В пребывание свое в Петербурге, Озеров был обласкан государем-императором и всеми членами августейшего семейства, отлично принимаем во всех знатных домах, а особенно у Александра Львовича Нарышкина и Александра Сергеевича Строгонова. Знаменитый Державин ласкал его и обходился с ним, как с другом; и в доме Алексея Николаевича Оленина он был как родной. — Об Алексее Николаевиче Оленине я буду говорить после, в своем месте, а теперь скажу только, что этот истинно благородный и добрейший человек, пылая искреннею любовью к отечеству, радовался каждой народной славе, и прилеплялся душой ко всем даровитым людям. Видя в Озерове человека, споспешествующего славе России, он подружился с ним, и пребыл ему верным до гроба.
Знавшие хорошо Озерова: знаменитый баснописец И. А. Крылов, Н. И. Гнедич и археолог Ермолаев сказывали мне, что Озеров был добрый и благородный человек, но имел несчастный характер: был подозрителен, недоверчив, щекотлив, раздражителен в высшей степени, притом мнителен и самолюбив до последней крайности. Он олицетворял собою известный латинский стих:
Irritabile genus vatum.

######

**ЗАДАНИЯ К УПРАЖНЕНИЮ**
a) Воспроизведите без изменений часть отрывка об Озерове, начиная со слов «В пребывание свое» и заканчивая словами «верным до гроба.».
b) В чьем доме, согласно отрывку об Озерове, он был как родной?
c) Перечислите все черты, которыми в отрывке об Озерове описывается его несчастный характер.

######

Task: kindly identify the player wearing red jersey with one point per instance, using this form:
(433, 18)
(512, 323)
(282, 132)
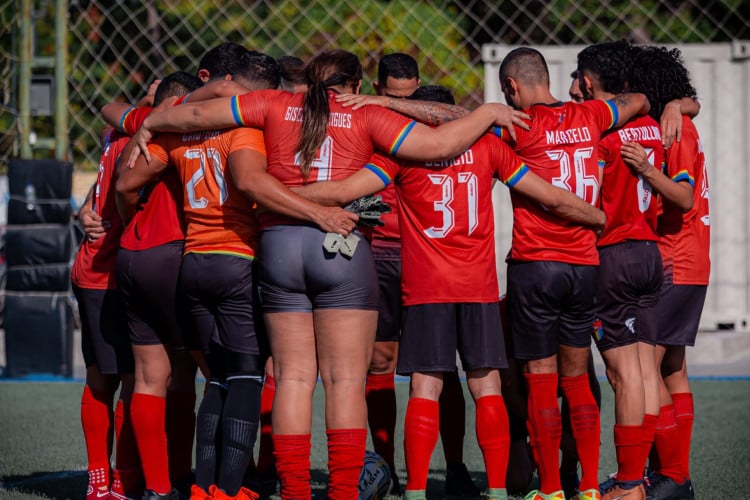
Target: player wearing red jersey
(106, 350)
(630, 270)
(684, 227)
(312, 303)
(148, 265)
(218, 169)
(552, 265)
(449, 286)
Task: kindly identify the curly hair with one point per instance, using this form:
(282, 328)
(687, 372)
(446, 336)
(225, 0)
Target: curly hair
(609, 63)
(660, 73)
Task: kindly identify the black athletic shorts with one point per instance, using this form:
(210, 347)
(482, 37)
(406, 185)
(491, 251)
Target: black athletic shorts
(431, 334)
(678, 313)
(296, 274)
(629, 282)
(548, 304)
(104, 332)
(148, 279)
(388, 266)
(220, 296)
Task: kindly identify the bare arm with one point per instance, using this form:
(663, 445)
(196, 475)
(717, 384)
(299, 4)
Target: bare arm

######

**ОТВЕТЫ К ЗАДАНИЯМ**
a)
В пребывание свое в Петербурге, Озеров был обласкан государем-императором и всеми членами августейшего семейства, отлично принимаем во всех знатных домах, а особенно у Александра Львовича Нарышкина и Александра Сергеевича Строгонова. Знаменитый Державин ласкал его и обходился с ним, как с другом; и в доме Алексея Николаевича Оленина он был как родной. — Об Алексее Николаевиче Оленине я буду говорить после, в своем месте, а теперь скажу только, что этот истинно благородный и добрейший человек, пылая искреннею любовью к отечеству, радовался каждой народной славе, и прилеплялся душой ко всем даровитым людям. Видя в Озерове человека, споспешествующего славе России, он подружился с ним, и пребыл ему верным до гроба.

b) В доме Алексея Николаевича Оленина.

c) Подозрительный, недоверчивый, щекотливый, раздражительный, мнительный, самолюбивый.